(Extrait à lire)
┄┄┄┄┄┄┄┄┄┄┄┄┄┄┄┄┄┄┄┄

Seulement, l’hégémonie américaine est persistante. D’abord par la culture, la musique et le cinéma. Ce n’est pas pour rien que dés 1946, L’accord Blum-Byrnes prévoit la fin du régime des quotas, imposé aux films américains en 1936 et resté en place après la Libération. Byrnes, Secrétaire d’État des États-Unis souhaite un retour aux accords de 1933, qui prévoyaient un quota fixe de films américains par an projetés dans les salles françaises.  Par la culture donc, par les idées et la réflexion aussi. En effet, les Etats-Unis, grâce à un dense réseau de Think-Tank, de centres de recherches et de fondations, délivrent des bourses, invitent les chercheurs du monde à séjourner sur son sol et à échanger sur les grandes questions stratégiques. Dans ce climat de débat, de liberté, où même les Etats-Unis peuvent être critiqués, la plupart de ces chercheurs, pour ne pas dire tous, sont influencés et construisent, inconsciemment ou non, des schémas de réflexion pro-americain et qui ne servent au final que les intérêts américains.

De plus, les Etats-Unis dans leur unilateralisme manifeste, exercé et chanté, par le Congrès par exemple, peuvent exposer la planète à de gros problèmes, car pour lui, il y aurait un fossé abyssal entre la méconnaissance du monde de la part des élus américains et le poids gigantesque que représentent les Etats-Unis dans les affaires internationales.

« Les congressistes élus tous les deux ans n’ont pas le temps de s’occuper d’affaires internationales. Électoralement ce n’est pas rentable » pense Pascal Boniface.

Il s’agit dés lors, pour Pascal Boniface, sans developper un anti américanisme primaire, inviter plutôt l’Europe à s’émanciper de la dépendance vis-à-vis des Etats-Unis, en matière de stratégie et de réflexion sur le monde. Baser la réflexion sur les mêmes postulats que  du temps de la guerre froide est contreproductif.

Si on pousse la réflexion plus loin et vers l’Afrique, il est légitime de poser le même débat sur les relations entre les pays d’Afrique francophone et l’ancienne puissance coloniale. Le débat sur le FCFA, sur la coopération économique ou sur les accords de défense est plus que pertinent. Les réalités de 1960 date des indépendances ne sont plus celles de 2019.

┄┄┄┄┄┄┄┄┄┄┄┄┄┄┄┄┄┄┄┄

Entrées de pointage et d'étiquetage:
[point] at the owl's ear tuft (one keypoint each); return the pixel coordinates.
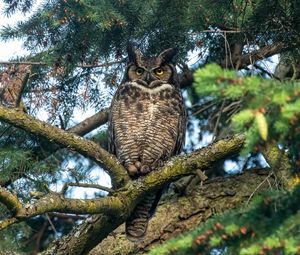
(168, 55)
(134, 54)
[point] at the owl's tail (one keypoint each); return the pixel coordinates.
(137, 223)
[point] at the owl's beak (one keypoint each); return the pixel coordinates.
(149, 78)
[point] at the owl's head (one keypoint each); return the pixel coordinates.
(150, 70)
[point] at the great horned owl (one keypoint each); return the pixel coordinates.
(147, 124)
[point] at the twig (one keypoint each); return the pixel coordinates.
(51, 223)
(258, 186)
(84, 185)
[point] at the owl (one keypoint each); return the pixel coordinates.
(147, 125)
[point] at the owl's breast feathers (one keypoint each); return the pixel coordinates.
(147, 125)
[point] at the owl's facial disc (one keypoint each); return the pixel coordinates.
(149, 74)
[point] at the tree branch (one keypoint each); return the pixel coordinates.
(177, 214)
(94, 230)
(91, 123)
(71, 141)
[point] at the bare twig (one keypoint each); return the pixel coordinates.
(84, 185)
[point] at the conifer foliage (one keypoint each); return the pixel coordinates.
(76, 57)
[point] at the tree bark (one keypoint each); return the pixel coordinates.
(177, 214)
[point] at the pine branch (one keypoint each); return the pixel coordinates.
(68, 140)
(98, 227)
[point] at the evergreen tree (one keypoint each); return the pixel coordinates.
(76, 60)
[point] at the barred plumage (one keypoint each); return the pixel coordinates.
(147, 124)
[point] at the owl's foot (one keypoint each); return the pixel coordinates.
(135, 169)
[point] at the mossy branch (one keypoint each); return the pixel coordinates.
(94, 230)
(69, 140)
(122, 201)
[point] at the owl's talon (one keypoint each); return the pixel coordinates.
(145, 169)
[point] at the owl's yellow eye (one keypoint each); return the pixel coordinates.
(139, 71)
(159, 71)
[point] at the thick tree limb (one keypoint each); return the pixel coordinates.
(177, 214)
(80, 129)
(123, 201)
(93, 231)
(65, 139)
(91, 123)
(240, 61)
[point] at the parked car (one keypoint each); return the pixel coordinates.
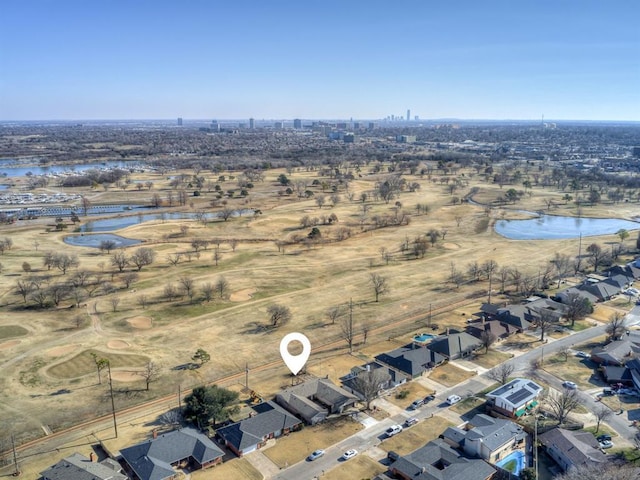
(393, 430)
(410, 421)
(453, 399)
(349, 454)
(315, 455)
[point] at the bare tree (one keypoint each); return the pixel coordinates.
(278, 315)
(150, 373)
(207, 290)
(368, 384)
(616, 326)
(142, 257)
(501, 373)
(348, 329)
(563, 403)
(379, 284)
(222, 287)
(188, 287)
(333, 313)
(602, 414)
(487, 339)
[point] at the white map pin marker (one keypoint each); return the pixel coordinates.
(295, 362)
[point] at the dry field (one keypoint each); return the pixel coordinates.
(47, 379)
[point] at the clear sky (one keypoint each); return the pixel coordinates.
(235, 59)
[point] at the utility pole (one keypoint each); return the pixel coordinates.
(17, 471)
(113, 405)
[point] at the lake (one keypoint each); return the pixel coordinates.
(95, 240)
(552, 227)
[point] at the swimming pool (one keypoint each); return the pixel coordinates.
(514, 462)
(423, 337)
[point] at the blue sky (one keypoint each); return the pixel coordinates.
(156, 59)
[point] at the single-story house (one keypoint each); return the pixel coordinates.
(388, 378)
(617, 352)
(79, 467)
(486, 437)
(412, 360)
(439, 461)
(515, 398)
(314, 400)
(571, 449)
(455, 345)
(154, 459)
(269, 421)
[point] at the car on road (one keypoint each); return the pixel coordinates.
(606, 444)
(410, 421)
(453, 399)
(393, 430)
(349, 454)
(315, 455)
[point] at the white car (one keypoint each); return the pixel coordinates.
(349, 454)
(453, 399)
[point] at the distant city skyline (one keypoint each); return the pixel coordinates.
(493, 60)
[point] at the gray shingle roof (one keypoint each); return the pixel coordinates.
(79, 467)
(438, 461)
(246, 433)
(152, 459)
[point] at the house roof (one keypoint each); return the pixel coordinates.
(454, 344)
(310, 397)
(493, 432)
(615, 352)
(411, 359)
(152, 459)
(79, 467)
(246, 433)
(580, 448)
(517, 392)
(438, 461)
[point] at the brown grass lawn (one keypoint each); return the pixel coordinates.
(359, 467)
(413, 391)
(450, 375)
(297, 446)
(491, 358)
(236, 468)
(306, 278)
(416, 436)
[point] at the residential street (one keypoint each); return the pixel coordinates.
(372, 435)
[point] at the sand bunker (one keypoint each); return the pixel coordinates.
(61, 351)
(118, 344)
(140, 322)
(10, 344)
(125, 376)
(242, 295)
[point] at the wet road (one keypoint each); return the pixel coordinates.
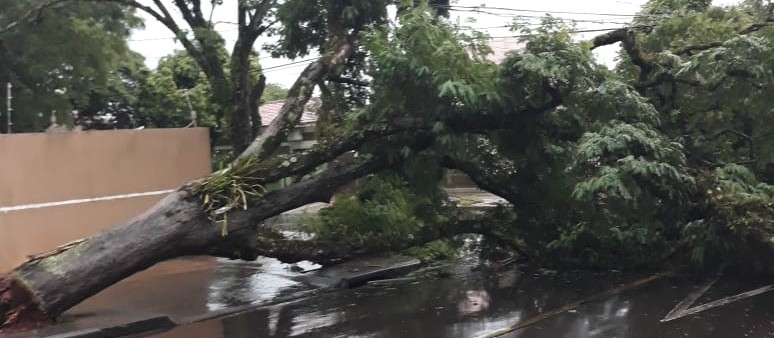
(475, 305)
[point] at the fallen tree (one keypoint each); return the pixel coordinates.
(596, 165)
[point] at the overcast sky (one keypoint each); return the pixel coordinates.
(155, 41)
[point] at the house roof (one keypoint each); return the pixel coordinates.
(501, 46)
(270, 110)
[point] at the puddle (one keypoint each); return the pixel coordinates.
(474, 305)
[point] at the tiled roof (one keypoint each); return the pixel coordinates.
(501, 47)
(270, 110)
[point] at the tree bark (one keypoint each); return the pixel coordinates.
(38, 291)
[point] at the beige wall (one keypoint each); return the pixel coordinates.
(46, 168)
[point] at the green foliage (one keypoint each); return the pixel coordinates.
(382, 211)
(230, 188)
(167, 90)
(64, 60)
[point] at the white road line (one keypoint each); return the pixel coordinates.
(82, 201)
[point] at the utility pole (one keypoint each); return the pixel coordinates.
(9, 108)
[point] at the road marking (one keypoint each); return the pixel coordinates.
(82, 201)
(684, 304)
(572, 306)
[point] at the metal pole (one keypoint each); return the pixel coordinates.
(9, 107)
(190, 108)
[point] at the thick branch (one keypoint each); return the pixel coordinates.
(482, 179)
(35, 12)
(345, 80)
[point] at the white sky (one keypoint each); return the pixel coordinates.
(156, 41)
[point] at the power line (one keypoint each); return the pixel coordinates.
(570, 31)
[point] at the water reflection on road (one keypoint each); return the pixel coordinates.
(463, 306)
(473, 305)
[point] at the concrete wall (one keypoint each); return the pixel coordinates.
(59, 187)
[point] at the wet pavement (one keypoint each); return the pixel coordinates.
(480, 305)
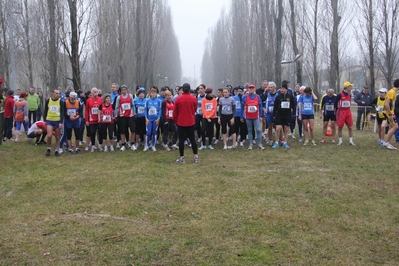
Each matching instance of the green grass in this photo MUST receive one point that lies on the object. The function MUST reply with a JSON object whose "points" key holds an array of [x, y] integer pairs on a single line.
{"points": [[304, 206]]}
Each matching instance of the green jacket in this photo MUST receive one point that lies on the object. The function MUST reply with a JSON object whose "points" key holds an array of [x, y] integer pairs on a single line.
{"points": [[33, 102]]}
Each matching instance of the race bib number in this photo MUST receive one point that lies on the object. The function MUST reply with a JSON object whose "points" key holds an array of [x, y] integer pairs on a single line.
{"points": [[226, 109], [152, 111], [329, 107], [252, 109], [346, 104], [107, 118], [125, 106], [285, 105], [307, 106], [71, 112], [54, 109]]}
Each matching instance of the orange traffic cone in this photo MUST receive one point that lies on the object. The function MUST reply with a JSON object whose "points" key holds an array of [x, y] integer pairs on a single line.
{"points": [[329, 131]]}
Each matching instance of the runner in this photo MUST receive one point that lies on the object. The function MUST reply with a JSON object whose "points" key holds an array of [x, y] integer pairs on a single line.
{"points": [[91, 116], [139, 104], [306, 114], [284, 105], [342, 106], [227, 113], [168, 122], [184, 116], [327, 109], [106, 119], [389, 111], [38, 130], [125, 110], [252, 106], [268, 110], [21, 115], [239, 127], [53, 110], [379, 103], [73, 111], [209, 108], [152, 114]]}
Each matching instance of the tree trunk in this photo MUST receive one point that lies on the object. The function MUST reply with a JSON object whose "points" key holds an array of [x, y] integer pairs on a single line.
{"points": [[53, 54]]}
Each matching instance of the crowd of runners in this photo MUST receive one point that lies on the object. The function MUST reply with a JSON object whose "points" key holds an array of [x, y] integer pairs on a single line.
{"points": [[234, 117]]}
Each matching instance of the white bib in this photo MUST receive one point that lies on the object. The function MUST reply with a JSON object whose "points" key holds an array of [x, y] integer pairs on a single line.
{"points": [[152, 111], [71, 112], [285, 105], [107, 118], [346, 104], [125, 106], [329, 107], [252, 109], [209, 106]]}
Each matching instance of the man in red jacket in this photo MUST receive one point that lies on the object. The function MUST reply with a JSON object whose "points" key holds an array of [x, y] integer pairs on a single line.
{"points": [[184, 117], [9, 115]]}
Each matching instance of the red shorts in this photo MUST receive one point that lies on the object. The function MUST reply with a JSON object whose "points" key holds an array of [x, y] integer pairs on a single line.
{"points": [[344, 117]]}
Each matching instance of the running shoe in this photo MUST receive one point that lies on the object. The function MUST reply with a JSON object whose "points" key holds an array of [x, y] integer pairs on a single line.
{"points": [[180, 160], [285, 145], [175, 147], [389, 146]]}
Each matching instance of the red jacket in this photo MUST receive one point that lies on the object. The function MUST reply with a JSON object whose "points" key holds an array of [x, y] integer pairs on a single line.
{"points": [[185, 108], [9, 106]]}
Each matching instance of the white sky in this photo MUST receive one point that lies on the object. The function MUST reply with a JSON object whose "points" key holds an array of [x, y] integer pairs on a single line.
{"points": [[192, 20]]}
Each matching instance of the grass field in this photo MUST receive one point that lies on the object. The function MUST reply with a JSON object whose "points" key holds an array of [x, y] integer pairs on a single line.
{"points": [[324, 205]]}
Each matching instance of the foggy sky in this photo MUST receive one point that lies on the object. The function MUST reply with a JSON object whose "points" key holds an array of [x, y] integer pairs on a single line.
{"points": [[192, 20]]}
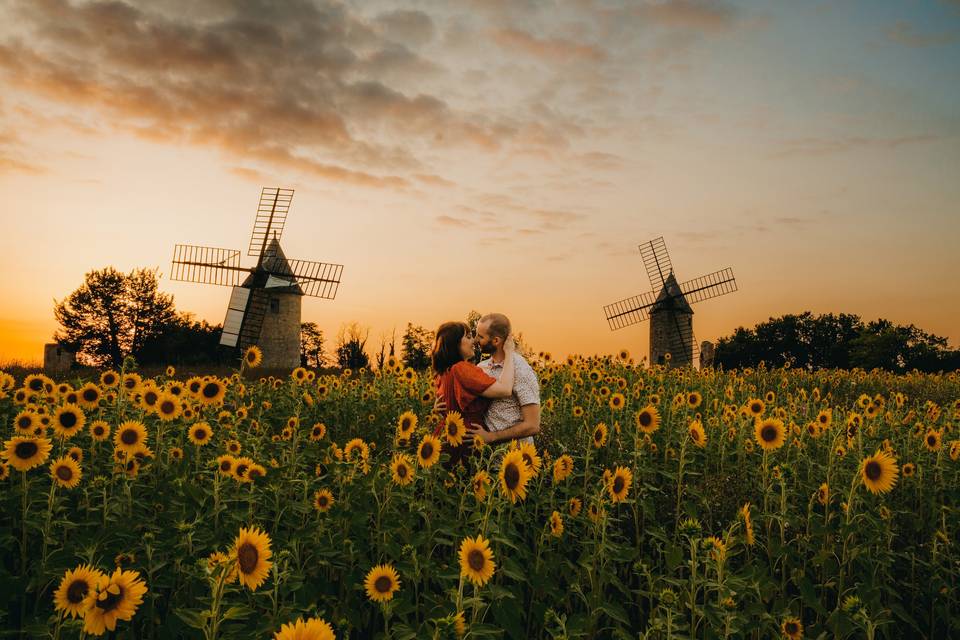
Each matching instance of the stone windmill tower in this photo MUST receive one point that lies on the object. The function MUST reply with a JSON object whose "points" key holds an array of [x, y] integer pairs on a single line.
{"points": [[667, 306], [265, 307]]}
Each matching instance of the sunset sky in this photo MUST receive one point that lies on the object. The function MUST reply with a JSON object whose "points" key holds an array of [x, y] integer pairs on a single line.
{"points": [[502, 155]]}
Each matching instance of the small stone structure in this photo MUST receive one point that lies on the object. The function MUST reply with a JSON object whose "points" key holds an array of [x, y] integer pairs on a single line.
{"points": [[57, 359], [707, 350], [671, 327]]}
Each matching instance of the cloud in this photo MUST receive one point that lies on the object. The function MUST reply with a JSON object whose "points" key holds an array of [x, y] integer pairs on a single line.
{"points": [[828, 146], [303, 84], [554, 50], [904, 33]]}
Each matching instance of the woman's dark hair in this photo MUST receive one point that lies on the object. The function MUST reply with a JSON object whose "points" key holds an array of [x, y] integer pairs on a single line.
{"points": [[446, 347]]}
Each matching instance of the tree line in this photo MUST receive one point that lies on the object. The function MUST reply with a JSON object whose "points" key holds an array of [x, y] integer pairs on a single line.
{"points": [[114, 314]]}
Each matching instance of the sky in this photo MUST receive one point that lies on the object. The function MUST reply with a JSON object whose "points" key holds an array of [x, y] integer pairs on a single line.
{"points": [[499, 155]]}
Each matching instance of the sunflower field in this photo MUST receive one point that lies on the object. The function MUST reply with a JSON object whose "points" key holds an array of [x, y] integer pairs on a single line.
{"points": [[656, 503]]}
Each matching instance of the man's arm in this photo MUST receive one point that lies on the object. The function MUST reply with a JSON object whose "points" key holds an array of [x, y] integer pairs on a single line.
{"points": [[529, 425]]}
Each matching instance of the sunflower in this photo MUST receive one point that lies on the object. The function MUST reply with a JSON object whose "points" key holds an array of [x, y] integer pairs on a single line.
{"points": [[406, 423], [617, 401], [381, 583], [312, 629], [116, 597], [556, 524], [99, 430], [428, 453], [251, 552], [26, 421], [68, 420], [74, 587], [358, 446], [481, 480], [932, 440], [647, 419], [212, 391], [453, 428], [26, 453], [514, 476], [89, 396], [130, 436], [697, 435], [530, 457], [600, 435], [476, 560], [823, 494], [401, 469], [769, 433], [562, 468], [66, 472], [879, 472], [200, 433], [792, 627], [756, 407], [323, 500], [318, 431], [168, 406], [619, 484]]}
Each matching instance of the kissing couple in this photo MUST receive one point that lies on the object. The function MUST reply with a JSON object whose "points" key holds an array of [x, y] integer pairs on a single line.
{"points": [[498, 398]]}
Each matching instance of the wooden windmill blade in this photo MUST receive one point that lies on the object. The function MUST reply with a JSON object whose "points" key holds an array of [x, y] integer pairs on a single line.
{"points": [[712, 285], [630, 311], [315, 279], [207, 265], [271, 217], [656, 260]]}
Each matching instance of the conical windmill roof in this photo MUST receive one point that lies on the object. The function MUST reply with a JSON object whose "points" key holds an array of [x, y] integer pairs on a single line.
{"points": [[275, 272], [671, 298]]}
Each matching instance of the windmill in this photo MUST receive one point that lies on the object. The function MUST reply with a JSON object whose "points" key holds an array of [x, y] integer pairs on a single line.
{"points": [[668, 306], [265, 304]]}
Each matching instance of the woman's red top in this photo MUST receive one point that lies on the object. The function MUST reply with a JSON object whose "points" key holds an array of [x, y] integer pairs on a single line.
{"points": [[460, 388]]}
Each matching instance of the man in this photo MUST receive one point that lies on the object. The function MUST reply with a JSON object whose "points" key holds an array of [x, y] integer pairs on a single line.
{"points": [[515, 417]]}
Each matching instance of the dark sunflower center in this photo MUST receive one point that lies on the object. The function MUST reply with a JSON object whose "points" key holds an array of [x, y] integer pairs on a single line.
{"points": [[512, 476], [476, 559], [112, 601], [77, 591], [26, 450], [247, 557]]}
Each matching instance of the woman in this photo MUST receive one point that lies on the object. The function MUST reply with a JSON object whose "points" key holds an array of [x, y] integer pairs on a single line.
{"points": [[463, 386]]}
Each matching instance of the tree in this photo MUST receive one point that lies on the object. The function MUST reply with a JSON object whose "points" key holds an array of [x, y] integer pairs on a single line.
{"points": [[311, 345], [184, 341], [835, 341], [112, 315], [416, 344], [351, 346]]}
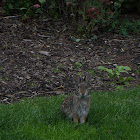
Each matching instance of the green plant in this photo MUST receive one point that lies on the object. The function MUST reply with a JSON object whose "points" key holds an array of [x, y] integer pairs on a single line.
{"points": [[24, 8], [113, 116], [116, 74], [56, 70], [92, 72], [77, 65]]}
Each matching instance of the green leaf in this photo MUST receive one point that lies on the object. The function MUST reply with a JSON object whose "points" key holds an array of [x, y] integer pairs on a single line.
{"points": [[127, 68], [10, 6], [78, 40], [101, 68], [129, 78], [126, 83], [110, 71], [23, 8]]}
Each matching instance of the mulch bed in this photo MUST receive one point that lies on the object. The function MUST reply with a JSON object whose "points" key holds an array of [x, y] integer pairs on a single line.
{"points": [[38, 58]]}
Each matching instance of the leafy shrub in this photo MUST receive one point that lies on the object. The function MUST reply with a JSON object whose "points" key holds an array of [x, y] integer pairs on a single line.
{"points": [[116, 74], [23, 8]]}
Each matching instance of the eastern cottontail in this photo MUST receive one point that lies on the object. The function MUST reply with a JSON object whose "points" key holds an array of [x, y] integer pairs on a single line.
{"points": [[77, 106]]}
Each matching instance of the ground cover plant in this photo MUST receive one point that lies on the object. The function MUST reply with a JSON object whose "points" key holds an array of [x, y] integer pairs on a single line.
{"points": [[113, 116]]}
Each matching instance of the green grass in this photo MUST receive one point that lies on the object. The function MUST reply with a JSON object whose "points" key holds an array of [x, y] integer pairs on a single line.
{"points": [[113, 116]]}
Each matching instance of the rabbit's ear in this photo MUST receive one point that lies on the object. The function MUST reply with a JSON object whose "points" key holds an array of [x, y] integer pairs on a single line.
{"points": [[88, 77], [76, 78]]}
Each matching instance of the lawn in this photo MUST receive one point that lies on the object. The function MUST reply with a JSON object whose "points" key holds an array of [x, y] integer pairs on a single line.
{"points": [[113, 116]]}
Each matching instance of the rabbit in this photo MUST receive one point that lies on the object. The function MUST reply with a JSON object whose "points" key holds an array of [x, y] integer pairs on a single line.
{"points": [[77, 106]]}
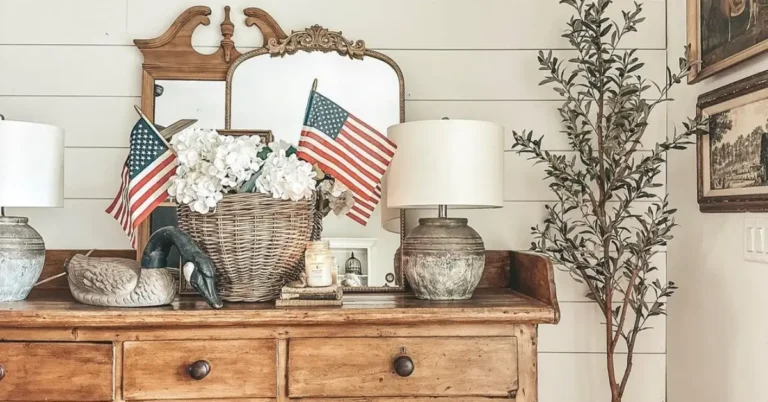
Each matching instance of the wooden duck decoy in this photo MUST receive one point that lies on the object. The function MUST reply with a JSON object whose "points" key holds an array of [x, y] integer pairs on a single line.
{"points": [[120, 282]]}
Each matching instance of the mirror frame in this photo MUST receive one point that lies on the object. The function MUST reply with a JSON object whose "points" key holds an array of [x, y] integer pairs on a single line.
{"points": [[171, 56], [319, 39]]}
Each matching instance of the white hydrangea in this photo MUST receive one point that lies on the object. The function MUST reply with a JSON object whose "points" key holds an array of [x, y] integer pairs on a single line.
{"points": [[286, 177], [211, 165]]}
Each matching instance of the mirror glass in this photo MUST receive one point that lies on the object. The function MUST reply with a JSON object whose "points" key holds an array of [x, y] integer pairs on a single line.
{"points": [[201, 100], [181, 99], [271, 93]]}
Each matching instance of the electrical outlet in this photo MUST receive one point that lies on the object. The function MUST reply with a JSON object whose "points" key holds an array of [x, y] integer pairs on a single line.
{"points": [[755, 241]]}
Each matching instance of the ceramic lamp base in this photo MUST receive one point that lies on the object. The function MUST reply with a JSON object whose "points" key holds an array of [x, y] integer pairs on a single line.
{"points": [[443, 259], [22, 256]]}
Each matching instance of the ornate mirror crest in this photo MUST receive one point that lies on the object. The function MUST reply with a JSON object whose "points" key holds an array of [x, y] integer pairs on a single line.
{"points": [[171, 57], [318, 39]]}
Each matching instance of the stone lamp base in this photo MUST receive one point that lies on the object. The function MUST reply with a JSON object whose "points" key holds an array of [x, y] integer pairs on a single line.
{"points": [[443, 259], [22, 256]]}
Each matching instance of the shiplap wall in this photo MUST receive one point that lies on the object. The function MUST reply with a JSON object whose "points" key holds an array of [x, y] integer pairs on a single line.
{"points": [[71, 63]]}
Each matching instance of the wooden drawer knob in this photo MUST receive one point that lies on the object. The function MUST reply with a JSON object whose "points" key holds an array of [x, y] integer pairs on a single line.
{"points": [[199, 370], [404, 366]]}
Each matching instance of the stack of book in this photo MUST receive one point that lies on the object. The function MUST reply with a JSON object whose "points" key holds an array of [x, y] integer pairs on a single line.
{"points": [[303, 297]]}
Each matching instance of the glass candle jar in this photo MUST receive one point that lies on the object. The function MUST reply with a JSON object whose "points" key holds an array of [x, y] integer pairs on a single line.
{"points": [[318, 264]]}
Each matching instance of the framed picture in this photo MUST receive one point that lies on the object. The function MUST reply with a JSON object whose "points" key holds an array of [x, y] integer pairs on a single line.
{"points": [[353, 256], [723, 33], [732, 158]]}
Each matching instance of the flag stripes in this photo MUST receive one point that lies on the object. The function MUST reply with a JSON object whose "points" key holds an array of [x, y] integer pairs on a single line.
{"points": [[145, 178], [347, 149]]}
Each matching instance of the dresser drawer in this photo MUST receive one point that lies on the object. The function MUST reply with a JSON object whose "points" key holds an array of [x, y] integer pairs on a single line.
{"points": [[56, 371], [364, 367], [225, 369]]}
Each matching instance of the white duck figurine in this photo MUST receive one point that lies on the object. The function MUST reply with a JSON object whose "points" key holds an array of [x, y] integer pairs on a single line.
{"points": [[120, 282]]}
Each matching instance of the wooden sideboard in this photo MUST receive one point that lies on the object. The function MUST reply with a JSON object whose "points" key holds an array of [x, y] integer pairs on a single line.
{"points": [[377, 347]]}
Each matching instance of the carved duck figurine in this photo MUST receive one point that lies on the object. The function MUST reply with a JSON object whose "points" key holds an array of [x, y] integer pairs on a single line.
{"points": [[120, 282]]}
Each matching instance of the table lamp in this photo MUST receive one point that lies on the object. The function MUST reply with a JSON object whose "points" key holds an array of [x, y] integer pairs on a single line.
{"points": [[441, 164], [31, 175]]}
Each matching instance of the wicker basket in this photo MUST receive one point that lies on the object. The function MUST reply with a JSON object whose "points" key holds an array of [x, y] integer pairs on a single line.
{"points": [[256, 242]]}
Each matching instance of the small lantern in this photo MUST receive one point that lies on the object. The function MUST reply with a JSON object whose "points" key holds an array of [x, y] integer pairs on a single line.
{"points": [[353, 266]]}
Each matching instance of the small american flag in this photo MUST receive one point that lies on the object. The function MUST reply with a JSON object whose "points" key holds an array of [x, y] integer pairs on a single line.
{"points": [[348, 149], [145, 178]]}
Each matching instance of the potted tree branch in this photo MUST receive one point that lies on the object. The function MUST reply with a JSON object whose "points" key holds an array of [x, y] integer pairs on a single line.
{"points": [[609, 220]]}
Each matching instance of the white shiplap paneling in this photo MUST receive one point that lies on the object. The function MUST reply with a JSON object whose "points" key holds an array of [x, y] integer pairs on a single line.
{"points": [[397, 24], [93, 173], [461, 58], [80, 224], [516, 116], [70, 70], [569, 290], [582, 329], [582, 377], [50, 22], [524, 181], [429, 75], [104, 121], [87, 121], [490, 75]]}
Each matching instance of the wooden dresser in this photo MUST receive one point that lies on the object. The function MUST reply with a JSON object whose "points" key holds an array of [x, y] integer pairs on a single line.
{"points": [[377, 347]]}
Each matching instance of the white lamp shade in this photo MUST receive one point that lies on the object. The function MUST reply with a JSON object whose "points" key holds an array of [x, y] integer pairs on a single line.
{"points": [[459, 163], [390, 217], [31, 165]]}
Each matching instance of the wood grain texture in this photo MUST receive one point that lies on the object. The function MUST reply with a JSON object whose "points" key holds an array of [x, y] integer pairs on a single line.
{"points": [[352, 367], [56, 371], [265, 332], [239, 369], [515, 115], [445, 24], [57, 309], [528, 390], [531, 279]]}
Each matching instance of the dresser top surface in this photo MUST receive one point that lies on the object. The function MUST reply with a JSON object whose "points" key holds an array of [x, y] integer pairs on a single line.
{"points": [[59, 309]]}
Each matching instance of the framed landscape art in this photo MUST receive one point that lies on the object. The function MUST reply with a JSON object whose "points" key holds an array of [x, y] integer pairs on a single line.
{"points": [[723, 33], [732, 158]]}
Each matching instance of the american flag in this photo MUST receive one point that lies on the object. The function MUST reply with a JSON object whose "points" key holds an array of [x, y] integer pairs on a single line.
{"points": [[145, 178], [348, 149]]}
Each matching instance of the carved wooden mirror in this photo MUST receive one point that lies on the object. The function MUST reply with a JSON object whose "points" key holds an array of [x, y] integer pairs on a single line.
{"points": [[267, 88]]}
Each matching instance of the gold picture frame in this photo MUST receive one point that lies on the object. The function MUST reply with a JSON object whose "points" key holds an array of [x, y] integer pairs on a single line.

┄┄┄┄┄┄┄┄┄┄┄┄┄┄┄┄┄┄┄┄

(Détails de l'exercice)
Relevez toutes les années mentionnées dans l'extrait sur l'hégémonie américaine, dans leur ordre d'apparition. Les lignes n'ont aucun rôle ici.

(Réponse proposée)
1946, 1936, 1933, 1960, 2019